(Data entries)
::::
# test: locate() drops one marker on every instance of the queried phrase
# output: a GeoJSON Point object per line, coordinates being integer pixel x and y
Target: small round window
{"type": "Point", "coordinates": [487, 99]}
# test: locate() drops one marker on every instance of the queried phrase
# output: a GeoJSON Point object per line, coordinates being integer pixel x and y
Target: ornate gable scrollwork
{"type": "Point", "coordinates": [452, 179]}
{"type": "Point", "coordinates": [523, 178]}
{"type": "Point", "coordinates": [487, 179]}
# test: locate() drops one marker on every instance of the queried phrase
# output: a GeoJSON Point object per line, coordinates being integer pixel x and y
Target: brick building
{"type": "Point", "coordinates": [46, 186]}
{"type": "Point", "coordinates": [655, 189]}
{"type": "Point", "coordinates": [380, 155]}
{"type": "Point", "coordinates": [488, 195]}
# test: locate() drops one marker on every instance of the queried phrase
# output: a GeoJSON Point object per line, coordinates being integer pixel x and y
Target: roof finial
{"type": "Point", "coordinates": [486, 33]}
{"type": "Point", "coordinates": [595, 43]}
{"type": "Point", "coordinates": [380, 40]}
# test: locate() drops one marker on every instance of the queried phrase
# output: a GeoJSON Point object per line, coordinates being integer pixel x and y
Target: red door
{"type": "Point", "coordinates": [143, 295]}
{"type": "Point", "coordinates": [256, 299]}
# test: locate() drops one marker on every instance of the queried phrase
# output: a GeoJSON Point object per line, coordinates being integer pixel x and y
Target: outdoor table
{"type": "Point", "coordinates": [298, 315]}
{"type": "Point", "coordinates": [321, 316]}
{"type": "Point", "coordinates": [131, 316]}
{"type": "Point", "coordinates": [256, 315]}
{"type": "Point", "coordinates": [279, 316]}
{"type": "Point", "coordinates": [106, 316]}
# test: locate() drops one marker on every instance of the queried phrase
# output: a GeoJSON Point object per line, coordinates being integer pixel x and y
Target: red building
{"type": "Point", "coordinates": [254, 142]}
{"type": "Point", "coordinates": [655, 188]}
::::
(Your objective)
Looking at the records above, please output exactly the lines that run from the one holding "Target: red door" to the final line, and only those.

(Output of the exercise)
Target: red door
{"type": "Point", "coordinates": [143, 295]}
{"type": "Point", "coordinates": [256, 299]}
# test: locate() drops one marker on every instance of the queried phrase
# output: a GeoJSON Point object per line, coordinates being integer pixel x and y
Target: outdoor table
{"type": "Point", "coordinates": [298, 315]}
{"type": "Point", "coordinates": [321, 316]}
{"type": "Point", "coordinates": [131, 316]}
{"type": "Point", "coordinates": [256, 315]}
{"type": "Point", "coordinates": [279, 316]}
{"type": "Point", "coordinates": [106, 316]}
# test: locate() drops one marker on every instance of the queried phrase
# output: a GeoJSON Point object per line, coordinates being integer pixel x and y
Target: red building
{"type": "Point", "coordinates": [254, 142]}
{"type": "Point", "coordinates": [655, 188]}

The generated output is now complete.